··· RECORDS SUPPLIED ···

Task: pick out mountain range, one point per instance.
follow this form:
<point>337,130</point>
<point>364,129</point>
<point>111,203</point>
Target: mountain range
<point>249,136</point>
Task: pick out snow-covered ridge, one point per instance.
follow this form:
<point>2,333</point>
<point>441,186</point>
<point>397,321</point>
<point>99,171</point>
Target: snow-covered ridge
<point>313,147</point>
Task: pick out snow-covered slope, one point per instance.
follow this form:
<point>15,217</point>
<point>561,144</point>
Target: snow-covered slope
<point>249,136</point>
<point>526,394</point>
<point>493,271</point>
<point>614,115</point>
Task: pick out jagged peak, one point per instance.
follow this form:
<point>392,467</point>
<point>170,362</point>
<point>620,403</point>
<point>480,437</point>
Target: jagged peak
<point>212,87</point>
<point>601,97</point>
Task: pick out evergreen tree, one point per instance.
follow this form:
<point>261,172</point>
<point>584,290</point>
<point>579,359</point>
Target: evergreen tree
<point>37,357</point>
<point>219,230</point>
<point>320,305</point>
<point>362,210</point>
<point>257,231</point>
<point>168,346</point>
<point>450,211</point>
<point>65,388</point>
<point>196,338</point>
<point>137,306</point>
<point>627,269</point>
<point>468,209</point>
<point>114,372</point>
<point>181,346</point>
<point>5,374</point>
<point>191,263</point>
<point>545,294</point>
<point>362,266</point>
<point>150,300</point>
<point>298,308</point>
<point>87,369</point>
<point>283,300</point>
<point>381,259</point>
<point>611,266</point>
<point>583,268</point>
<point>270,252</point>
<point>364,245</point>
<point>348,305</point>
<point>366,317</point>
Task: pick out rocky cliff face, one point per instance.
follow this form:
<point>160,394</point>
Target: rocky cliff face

···

▶ **DIRECTIONS**
Every entry above must be reproduced word for word.

▶ **SOLUTION TO THIS EXERCISE**
Task: pick out mountain range, one point per instance.
follow this form:
<point>337,130</point>
<point>364,129</point>
<point>111,203</point>
Target: mountain range
<point>249,136</point>
Task: pick out snow-covered ridge, one point per instance.
follow this form:
<point>2,333</point>
<point>441,186</point>
<point>397,321</point>
<point>99,171</point>
Target: snow-covered ridge
<point>313,147</point>
Task: pick out snow-covered slope, one point per instance.
follow this form:
<point>15,217</point>
<point>561,144</point>
Target: snow-covered slope
<point>249,136</point>
<point>526,394</point>
<point>493,271</point>
<point>614,115</point>
Task: pick out jagged peak, one point per instance.
follow this form:
<point>392,467</point>
<point>170,362</point>
<point>620,403</point>
<point>480,437</point>
Target: jagged peak
<point>212,87</point>
<point>601,97</point>
Task: pick out evergreen tree, one point per instance.
follow this form:
<point>261,172</point>
<point>584,290</point>
<point>579,359</point>
Target: evergreen tree
<point>37,357</point>
<point>219,230</point>
<point>320,305</point>
<point>362,210</point>
<point>257,231</point>
<point>168,346</point>
<point>450,211</point>
<point>65,388</point>
<point>196,338</point>
<point>137,306</point>
<point>627,269</point>
<point>468,209</point>
<point>114,372</point>
<point>181,346</point>
<point>5,374</point>
<point>191,263</point>
<point>545,294</point>
<point>362,266</point>
<point>150,300</point>
<point>298,308</point>
<point>87,369</point>
<point>283,300</point>
<point>381,259</point>
<point>611,266</point>
<point>583,268</point>
<point>270,252</point>
<point>364,245</point>
<point>348,305</point>
<point>366,317</point>
Task: pick out rocky cliff face, one point per instance.
follow this form:
<point>160,394</point>
Target: rocky cliff face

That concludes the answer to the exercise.